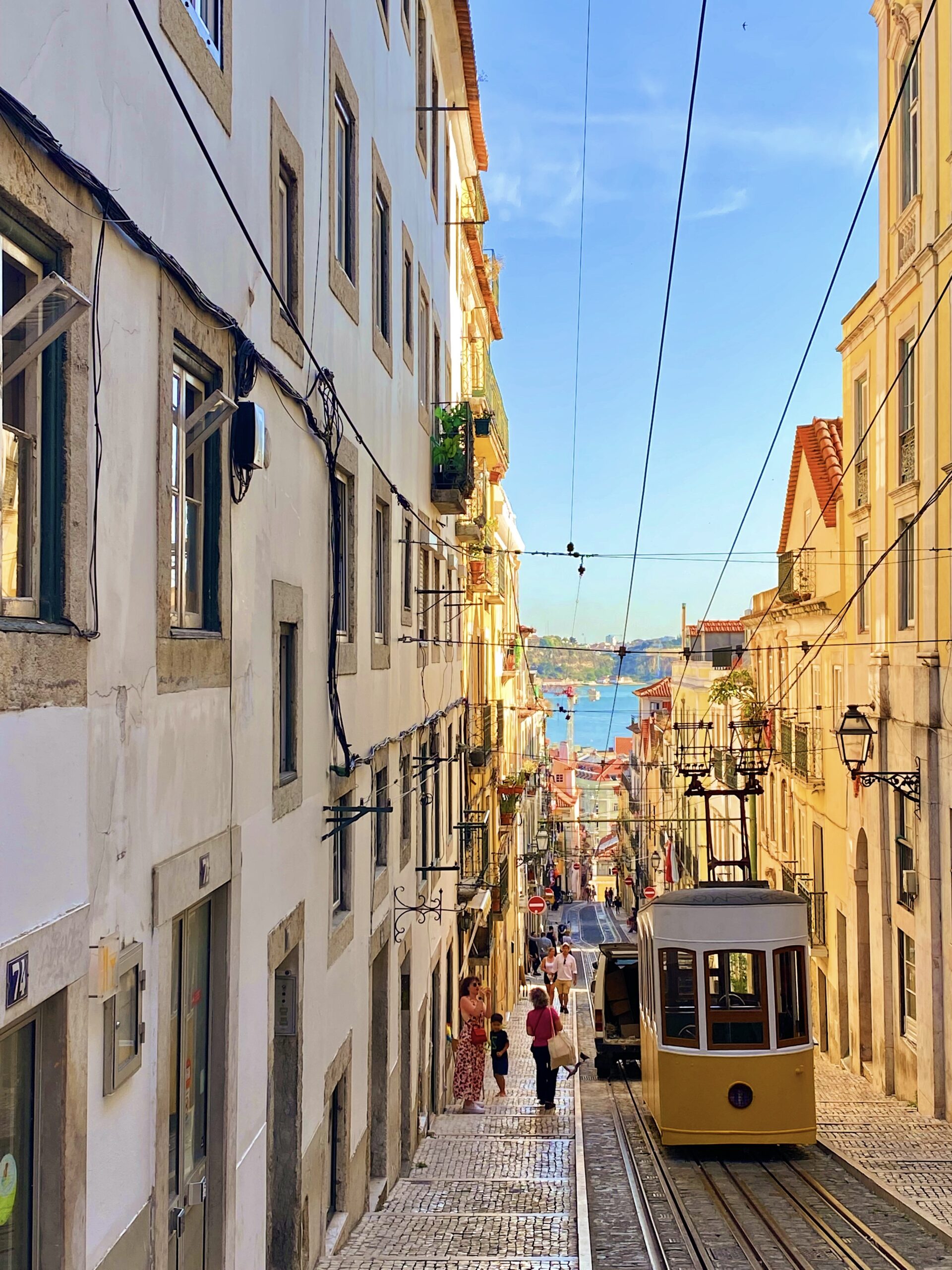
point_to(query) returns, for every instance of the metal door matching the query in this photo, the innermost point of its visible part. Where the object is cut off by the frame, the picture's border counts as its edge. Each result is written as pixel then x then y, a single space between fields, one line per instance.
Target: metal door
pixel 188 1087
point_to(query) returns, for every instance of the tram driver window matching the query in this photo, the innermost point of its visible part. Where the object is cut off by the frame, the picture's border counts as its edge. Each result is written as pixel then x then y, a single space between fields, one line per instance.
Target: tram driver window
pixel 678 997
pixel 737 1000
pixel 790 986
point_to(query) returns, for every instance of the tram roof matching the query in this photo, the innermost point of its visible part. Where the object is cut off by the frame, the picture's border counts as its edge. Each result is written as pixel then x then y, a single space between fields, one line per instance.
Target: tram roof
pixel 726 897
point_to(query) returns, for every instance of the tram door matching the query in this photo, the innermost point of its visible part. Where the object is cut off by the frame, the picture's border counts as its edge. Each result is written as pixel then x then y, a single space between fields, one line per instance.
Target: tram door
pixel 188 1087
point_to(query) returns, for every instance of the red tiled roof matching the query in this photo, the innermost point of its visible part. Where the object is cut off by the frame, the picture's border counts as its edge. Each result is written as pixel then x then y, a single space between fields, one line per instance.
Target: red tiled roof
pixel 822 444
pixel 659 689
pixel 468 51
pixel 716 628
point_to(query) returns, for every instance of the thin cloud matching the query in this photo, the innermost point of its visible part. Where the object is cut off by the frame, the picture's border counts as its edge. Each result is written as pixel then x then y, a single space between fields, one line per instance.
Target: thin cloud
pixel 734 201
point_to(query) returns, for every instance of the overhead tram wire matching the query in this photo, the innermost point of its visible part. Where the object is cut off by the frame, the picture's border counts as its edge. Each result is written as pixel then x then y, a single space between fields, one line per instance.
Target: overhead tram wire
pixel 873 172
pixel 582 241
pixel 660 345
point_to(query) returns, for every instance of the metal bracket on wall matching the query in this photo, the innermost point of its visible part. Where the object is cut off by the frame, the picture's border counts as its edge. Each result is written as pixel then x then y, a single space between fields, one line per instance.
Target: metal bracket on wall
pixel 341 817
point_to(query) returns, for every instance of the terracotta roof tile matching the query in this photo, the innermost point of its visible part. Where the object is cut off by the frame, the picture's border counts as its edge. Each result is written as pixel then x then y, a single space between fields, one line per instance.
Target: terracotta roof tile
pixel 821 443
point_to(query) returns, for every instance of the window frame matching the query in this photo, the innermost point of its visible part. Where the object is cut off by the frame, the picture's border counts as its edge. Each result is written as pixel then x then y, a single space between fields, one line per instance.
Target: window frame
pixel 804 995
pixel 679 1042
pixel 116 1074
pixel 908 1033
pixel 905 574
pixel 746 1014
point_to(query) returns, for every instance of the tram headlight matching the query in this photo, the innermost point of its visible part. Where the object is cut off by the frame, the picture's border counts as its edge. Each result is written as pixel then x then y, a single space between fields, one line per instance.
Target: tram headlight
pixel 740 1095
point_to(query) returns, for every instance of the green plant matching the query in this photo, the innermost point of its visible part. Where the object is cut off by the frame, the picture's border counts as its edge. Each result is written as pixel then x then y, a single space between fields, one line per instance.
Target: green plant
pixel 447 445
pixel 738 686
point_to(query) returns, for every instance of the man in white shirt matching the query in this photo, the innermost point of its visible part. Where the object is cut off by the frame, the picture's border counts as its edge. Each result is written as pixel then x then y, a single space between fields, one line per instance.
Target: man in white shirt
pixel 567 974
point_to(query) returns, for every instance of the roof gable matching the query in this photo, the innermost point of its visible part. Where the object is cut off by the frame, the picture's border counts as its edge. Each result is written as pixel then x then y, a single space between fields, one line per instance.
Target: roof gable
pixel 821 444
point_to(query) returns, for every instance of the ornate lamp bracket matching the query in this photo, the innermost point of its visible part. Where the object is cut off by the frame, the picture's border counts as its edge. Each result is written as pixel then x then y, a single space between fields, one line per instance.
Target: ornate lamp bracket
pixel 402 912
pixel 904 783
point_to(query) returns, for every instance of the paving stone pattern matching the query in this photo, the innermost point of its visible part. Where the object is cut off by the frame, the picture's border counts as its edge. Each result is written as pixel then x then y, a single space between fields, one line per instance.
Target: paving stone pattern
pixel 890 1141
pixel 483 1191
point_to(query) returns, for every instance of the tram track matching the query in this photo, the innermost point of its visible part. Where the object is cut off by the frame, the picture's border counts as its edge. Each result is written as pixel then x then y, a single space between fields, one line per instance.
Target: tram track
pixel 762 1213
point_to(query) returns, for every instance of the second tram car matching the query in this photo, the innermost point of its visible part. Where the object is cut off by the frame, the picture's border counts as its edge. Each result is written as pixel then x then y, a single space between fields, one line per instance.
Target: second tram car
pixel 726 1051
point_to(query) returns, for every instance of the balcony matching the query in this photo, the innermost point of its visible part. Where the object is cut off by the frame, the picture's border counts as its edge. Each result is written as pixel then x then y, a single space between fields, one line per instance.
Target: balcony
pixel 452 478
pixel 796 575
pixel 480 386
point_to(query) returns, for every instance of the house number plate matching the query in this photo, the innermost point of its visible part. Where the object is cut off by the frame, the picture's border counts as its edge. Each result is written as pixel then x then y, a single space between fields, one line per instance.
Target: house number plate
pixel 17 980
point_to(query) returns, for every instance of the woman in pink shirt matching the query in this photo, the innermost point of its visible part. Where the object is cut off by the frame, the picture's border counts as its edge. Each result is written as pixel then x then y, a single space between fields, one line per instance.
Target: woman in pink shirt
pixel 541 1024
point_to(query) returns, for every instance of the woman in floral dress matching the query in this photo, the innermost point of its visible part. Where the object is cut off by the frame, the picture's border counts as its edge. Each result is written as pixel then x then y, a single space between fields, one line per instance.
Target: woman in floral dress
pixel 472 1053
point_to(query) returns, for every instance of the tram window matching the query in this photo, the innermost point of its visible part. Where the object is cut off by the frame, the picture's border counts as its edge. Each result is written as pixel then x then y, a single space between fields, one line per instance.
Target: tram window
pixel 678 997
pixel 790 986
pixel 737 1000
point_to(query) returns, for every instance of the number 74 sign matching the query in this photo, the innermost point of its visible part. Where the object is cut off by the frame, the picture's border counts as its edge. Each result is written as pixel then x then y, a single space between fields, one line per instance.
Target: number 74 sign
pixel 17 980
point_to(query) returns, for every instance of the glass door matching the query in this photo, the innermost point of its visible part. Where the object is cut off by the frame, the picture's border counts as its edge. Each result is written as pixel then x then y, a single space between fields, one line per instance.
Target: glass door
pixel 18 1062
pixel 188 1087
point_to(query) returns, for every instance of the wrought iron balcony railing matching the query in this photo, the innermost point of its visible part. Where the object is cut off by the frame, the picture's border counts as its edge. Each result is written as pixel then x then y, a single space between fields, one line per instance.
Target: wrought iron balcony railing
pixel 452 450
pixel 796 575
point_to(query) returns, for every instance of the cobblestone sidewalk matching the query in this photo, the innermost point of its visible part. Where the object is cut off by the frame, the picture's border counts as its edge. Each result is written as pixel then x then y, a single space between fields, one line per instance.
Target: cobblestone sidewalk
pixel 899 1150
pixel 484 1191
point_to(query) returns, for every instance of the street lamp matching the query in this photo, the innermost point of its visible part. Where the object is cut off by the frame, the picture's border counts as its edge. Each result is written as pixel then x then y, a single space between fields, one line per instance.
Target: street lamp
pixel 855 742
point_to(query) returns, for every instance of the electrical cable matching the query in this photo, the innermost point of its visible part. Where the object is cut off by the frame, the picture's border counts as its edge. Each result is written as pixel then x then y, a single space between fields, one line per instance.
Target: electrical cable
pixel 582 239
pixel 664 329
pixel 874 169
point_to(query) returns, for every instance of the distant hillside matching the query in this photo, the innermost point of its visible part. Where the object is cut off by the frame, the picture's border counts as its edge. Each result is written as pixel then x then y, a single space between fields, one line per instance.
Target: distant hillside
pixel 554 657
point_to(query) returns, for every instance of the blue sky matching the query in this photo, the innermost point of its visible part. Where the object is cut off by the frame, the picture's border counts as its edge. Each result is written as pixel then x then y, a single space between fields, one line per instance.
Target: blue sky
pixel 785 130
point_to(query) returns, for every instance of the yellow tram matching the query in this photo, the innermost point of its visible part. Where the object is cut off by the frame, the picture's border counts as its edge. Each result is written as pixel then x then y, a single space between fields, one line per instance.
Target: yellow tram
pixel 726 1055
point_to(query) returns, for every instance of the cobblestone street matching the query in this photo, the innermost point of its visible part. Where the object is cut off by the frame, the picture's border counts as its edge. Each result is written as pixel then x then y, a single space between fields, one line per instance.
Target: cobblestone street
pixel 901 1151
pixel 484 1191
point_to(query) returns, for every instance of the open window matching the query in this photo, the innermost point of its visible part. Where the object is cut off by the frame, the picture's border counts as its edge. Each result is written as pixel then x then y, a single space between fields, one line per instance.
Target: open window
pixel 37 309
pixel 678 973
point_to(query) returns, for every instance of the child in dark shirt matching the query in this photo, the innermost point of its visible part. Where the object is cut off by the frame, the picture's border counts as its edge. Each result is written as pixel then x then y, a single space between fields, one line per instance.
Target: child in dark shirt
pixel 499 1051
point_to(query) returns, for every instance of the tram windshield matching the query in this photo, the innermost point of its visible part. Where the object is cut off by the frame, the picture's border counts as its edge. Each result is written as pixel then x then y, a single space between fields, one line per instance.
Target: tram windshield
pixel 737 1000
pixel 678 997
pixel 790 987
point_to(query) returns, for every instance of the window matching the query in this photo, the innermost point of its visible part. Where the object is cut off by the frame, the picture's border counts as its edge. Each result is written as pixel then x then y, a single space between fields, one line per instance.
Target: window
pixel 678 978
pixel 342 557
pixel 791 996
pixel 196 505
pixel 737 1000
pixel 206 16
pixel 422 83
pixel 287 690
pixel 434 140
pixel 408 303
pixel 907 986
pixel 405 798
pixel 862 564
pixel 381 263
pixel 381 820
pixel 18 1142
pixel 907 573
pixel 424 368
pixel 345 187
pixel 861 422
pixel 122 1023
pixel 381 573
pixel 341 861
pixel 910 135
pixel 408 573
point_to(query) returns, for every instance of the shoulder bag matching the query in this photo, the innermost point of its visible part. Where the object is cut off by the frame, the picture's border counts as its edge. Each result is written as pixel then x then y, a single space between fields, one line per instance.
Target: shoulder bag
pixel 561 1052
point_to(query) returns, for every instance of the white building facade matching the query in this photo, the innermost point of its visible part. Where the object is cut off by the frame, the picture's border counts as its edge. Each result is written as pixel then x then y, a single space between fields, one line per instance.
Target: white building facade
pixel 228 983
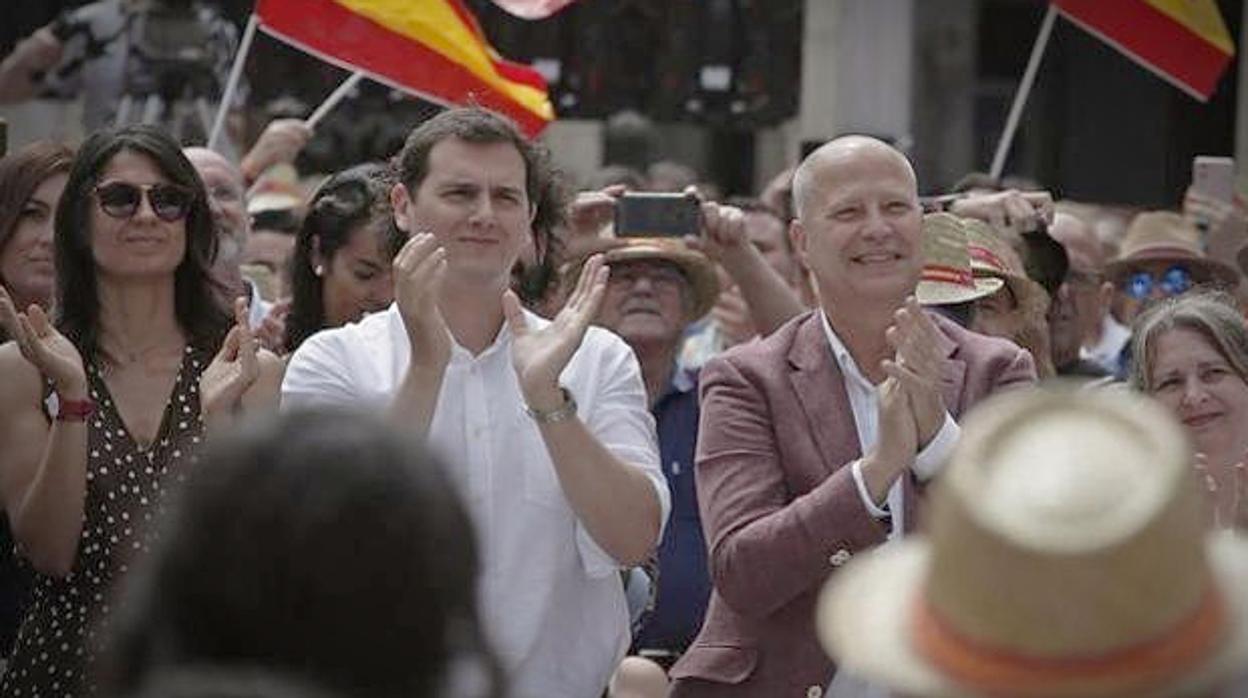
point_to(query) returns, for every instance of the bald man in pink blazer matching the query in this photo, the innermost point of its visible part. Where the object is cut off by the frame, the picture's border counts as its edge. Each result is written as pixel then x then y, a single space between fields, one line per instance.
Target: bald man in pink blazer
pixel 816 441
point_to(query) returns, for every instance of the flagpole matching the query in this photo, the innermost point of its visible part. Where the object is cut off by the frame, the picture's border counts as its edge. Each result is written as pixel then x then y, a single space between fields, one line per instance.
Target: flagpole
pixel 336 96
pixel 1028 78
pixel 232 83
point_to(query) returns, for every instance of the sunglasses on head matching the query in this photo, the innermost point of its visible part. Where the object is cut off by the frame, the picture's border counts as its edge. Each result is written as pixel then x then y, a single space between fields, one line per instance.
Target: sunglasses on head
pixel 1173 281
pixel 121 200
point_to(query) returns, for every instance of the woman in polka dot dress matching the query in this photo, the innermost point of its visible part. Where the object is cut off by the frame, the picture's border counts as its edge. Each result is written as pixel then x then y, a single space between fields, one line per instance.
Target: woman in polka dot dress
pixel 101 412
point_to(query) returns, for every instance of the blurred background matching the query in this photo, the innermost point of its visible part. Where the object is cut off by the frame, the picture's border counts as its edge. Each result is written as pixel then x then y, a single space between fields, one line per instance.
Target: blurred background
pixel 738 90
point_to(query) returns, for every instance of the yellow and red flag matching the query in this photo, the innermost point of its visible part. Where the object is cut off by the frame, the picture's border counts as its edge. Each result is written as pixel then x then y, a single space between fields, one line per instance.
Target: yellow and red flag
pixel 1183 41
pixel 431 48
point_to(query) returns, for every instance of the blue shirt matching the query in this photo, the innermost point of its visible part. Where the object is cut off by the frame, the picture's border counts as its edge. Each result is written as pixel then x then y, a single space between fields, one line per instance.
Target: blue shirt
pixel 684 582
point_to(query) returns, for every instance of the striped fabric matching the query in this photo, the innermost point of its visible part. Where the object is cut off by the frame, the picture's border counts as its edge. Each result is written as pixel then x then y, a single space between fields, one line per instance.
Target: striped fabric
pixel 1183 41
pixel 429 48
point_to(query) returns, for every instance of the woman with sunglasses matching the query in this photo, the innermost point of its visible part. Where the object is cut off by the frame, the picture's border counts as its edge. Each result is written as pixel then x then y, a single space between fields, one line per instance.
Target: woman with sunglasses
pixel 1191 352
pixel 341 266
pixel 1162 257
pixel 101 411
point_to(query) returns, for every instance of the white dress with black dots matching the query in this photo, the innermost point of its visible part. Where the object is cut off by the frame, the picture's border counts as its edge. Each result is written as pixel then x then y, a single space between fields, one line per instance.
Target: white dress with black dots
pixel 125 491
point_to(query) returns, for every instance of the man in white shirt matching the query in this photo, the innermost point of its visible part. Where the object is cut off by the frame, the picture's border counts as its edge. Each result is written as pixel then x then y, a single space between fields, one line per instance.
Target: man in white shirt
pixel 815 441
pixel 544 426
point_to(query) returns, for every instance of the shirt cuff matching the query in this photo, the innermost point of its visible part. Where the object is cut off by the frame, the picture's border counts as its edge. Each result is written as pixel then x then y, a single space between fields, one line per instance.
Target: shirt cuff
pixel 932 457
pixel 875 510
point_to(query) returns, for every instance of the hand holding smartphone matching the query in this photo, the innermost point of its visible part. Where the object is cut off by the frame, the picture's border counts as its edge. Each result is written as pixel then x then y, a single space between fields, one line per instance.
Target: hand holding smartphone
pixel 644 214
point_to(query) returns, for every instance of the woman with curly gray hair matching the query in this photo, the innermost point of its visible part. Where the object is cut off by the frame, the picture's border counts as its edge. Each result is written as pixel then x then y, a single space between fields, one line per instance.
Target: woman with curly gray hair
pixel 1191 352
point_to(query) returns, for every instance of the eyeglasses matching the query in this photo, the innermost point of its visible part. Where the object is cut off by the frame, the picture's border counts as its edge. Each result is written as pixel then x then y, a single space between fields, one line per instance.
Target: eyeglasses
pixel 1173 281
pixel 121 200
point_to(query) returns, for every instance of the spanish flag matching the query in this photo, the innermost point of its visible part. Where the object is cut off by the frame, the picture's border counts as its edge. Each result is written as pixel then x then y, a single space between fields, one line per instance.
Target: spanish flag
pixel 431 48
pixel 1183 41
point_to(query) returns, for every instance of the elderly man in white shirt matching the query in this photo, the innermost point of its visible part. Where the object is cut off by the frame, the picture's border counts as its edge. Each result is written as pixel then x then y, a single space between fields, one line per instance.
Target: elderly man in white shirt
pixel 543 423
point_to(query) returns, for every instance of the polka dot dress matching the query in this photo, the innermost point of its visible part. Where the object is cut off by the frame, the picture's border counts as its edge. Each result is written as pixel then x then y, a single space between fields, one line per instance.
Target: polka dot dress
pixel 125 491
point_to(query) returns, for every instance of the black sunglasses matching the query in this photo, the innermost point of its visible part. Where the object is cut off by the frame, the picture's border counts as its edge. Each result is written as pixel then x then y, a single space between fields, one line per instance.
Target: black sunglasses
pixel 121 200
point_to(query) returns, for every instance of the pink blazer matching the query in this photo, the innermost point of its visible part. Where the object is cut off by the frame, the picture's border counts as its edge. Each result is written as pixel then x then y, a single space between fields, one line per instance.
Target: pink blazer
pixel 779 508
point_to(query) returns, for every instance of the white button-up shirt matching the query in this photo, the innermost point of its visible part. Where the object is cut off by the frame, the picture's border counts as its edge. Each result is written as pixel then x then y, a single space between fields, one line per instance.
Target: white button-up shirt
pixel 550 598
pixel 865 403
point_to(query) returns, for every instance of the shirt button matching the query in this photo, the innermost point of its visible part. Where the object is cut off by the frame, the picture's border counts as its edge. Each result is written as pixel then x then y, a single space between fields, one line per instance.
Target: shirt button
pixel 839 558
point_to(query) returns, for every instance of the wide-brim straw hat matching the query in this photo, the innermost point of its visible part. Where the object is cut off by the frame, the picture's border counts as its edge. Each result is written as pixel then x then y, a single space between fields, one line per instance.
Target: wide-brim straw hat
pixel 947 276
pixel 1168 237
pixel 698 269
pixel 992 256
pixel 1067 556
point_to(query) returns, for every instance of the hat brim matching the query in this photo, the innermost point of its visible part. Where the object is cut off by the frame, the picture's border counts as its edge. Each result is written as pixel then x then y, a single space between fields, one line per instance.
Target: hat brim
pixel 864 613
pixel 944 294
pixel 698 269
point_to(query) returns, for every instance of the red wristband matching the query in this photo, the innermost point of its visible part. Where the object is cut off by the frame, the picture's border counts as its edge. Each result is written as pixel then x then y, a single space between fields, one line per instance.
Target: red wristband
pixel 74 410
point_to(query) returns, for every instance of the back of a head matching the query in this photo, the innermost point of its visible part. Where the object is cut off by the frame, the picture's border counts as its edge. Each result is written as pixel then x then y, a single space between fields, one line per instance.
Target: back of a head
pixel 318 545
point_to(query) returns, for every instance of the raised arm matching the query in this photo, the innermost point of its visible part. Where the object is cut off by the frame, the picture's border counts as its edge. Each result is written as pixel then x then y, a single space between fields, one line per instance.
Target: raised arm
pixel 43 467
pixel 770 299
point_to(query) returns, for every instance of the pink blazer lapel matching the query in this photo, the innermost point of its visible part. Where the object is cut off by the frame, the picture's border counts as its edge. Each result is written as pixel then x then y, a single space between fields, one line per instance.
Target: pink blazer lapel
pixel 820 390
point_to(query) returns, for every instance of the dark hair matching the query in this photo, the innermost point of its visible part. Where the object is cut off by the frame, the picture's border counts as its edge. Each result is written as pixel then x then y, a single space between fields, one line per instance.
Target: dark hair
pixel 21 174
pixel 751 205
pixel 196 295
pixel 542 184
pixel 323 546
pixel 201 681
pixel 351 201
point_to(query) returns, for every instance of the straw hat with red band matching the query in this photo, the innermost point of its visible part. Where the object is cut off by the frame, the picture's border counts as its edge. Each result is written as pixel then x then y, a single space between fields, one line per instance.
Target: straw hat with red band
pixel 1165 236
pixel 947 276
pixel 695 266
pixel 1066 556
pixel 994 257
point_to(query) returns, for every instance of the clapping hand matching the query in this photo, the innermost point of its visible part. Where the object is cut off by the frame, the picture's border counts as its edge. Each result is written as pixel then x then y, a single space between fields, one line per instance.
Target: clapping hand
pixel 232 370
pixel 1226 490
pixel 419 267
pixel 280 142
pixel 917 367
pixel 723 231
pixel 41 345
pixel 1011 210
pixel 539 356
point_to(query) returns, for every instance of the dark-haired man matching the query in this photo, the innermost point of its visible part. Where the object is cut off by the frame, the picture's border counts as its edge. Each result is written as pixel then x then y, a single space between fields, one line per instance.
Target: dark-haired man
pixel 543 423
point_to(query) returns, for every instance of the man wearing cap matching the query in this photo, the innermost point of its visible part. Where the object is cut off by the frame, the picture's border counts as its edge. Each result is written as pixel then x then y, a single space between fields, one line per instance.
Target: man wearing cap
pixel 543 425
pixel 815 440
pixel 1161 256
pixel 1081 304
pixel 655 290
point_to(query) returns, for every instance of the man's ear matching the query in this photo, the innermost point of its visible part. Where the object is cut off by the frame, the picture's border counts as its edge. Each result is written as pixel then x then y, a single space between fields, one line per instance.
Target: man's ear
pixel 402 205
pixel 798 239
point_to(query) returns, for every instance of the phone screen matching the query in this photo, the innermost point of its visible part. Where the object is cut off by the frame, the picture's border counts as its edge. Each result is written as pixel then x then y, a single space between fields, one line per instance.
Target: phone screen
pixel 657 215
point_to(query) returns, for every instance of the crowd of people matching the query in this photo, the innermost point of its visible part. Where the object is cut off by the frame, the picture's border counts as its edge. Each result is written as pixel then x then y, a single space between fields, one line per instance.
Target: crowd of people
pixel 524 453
■ ■ ■ ■ ■ ■ ■
TASK DIRECTIONS ->
Reproduce the items from the line that contains "point_to(query) returns, for every instance of the shoulder" through the line that contains "pixel 232 83", both lines included, and leave out the pictures.

FULL RESPONSE ->
point_to(query) returns, for every instance of the shoulder bag matching the query in this photo, the innermost point of its visible part. Where the object is cut off by the frame, the picture's border counts as its edge. Each result is written as pixel then x then y, a single space between fields, one line per instance.
Target: shoulder bag
pixel 561 1052
point_to(query) returns, for every instance of the white building facade matching the query in this photo, the innermost point of its visible part. Where the object is cut off by the frame, the picture's border counts as its edge. Each result is written as pixel then x then y, a single space between fields, one line per instance.
Target: white building facade
pixel 228 983
point_to(query) returns, for every instance of the bald man in pink blazer matching the query in this photo, the innermost point of its visible part. Where the object is cut off by the frame, the picture's border counts as its edge. Each result is written as pixel then x then y, a single space between fields, one line per instance.
Target: bald man in pink blazer
pixel 816 441
point_to(query) returns, for every instance of the flagpole matching the query in this photo, the innermost point of its visible part. Where the object is cut off by the frame, the picture's border counts as its edge. Each result is written as pixel then x then y, a single space between fields, one line per instance.
Target: flagpole
pixel 336 96
pixel 1028 78
pixel 232 83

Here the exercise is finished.